What the exercise asks: For every line in the data below that contains "rock", copy the line.

──────── Data provided

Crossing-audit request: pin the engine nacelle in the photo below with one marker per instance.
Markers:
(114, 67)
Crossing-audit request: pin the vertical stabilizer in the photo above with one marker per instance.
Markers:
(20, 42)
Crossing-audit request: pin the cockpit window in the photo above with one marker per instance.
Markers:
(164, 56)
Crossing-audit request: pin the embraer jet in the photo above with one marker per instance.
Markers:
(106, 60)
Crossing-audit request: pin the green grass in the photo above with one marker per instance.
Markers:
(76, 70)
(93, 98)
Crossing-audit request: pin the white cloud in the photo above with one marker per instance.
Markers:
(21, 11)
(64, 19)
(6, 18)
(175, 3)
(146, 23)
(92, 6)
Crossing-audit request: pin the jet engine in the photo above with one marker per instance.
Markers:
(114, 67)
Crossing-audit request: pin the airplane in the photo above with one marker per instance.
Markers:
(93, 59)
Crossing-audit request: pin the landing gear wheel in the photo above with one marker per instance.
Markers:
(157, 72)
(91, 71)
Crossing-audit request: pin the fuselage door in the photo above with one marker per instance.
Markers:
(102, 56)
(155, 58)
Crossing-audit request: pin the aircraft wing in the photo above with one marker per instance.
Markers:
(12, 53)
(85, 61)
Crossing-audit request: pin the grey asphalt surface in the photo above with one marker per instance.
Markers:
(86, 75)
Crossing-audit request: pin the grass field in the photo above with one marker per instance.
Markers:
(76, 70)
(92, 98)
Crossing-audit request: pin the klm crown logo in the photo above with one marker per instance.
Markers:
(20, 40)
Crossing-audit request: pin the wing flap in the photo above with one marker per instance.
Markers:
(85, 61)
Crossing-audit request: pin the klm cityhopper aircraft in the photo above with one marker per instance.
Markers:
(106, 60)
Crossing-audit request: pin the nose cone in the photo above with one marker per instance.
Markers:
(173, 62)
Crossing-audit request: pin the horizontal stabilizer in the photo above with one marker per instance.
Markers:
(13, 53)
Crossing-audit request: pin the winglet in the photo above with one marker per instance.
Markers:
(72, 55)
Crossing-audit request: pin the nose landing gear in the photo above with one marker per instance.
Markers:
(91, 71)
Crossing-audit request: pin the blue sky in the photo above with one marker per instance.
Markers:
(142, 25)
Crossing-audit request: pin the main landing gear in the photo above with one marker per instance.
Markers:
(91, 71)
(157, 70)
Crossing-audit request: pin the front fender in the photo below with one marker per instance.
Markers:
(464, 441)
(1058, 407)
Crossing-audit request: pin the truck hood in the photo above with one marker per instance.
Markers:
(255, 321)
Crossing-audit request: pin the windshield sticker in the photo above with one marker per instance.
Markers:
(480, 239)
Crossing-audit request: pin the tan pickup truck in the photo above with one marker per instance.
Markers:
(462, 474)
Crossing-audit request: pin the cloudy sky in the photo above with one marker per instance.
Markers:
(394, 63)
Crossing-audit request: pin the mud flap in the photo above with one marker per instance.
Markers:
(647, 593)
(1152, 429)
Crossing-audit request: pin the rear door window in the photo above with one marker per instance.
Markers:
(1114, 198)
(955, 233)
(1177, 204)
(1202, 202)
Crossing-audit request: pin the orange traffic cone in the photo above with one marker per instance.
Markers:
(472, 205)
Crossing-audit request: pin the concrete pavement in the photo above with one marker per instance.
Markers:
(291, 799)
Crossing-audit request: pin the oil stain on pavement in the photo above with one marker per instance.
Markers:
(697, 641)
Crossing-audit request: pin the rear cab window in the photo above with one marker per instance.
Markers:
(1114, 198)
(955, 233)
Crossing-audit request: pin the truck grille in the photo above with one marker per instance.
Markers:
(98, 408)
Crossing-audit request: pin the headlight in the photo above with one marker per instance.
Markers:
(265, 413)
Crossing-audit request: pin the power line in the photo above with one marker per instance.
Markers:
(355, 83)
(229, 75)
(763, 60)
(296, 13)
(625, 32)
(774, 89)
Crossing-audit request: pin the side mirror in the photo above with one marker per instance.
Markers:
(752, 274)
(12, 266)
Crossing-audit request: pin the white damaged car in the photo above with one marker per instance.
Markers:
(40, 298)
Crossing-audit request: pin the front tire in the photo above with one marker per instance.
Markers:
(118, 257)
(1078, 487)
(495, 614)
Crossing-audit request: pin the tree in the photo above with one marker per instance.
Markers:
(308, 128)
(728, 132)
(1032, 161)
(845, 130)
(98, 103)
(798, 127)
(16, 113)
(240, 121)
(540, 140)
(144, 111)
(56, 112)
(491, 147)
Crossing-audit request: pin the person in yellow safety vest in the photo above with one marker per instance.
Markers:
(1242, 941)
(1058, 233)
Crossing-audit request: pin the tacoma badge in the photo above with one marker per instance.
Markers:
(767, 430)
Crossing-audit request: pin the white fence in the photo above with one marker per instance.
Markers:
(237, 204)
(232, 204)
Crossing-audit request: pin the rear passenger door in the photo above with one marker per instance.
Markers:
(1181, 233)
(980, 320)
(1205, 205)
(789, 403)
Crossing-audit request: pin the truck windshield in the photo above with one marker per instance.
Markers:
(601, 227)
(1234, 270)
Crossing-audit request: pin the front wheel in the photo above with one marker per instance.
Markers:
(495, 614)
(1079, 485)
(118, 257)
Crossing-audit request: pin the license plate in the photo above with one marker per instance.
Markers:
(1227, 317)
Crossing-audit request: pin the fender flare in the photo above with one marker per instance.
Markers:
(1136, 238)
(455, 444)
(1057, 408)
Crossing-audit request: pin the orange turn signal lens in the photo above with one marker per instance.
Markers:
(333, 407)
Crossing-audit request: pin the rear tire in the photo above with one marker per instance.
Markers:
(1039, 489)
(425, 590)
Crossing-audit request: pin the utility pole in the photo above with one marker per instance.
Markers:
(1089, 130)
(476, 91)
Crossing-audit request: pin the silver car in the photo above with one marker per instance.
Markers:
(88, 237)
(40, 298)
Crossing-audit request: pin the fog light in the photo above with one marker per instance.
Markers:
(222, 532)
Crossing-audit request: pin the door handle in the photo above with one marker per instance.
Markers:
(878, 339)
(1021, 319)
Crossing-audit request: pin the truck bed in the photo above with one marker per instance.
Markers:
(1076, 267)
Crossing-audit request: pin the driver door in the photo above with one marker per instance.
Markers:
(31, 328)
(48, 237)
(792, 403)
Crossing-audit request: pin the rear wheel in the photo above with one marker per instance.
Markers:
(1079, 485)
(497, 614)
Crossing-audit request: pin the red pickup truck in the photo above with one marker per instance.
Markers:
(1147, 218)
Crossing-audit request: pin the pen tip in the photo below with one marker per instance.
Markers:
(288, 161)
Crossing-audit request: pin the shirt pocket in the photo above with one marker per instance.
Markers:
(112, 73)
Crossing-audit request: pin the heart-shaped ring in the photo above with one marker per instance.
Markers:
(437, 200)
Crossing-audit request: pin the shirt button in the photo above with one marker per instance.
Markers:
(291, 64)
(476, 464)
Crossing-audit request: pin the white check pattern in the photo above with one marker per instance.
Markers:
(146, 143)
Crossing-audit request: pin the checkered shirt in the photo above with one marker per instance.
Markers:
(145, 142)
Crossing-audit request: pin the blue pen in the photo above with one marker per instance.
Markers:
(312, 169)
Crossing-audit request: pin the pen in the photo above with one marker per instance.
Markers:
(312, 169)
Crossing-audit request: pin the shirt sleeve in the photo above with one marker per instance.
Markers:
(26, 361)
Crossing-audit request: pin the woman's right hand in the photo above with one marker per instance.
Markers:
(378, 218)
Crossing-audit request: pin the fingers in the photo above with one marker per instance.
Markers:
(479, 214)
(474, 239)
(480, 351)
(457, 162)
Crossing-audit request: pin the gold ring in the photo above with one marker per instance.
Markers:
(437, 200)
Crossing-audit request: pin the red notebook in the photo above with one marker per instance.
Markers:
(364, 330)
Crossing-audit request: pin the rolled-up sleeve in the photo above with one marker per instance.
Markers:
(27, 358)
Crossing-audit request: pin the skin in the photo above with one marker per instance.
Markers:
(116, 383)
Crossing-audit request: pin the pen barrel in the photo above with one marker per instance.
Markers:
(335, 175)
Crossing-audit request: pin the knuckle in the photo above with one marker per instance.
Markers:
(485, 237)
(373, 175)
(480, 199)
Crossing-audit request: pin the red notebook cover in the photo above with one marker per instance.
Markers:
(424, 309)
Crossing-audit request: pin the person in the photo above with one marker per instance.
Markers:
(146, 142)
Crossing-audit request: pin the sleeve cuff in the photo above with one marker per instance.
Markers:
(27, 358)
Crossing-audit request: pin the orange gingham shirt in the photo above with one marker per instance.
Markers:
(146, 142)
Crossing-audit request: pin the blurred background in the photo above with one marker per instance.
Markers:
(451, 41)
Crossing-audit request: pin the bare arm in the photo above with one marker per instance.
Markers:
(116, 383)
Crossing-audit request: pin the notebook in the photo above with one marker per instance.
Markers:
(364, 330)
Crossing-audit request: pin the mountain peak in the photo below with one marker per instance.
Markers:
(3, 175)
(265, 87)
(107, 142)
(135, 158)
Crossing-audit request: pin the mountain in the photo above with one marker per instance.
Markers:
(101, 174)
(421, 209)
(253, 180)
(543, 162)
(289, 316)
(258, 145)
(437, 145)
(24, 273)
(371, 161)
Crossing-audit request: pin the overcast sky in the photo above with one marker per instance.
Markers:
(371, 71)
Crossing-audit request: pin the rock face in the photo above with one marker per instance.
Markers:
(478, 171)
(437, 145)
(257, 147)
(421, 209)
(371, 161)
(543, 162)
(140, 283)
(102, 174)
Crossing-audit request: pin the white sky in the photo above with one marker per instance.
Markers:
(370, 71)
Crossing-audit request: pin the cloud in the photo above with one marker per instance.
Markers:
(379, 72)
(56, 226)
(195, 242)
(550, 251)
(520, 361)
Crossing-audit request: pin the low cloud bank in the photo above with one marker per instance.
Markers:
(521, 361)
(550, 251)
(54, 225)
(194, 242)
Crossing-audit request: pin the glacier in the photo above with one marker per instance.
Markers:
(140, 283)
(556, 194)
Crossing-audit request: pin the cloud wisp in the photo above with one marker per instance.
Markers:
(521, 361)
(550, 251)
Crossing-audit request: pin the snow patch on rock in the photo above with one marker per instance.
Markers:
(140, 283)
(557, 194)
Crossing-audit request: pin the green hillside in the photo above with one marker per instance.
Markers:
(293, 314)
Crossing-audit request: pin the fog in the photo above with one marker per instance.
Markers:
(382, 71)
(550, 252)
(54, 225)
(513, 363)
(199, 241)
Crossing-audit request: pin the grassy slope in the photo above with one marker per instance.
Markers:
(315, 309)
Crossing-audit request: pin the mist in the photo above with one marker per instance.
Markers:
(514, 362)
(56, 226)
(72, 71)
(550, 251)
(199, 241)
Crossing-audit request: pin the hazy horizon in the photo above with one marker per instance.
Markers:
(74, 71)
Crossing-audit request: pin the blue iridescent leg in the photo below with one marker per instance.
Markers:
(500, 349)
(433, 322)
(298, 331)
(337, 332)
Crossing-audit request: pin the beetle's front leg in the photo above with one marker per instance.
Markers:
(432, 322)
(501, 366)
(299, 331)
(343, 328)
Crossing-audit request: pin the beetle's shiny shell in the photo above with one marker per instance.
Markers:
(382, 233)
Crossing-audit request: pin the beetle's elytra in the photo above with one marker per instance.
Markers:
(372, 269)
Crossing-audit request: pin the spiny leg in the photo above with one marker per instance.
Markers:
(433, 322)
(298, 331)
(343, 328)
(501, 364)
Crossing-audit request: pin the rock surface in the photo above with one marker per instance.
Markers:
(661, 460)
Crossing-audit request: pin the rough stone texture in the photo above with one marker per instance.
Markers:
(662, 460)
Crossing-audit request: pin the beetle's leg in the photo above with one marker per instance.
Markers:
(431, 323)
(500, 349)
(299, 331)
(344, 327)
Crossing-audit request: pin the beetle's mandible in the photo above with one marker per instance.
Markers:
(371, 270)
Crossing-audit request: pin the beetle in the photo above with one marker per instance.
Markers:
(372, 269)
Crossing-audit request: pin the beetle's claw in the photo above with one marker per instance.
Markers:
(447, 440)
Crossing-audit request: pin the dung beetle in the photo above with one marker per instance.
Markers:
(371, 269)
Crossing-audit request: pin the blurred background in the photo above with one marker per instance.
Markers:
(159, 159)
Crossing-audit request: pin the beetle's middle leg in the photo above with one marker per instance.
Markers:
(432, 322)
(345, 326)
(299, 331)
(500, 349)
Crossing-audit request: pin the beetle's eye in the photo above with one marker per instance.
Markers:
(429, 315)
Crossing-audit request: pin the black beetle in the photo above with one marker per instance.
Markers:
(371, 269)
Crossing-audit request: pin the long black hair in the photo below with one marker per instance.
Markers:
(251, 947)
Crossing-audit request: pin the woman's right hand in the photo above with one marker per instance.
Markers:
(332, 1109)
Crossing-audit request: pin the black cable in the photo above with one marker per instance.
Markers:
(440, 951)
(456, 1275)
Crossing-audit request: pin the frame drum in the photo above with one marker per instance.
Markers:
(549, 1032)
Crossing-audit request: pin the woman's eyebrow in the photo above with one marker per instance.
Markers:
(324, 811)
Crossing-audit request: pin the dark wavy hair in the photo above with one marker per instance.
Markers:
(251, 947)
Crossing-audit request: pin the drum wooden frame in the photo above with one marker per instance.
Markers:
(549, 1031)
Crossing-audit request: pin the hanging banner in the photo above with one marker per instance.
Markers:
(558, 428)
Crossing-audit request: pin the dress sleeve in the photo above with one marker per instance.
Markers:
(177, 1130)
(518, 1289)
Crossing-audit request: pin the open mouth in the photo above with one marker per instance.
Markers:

────────────────

Task response:
Crossing-audit request: pin the rock face in the photo above with one marker per instance.
Crossing-audit request: pin the snow patch on rock in the photo above with one marker per instance.
Crossing-audit request: pin the rock surface in the photo above with one marker per instance.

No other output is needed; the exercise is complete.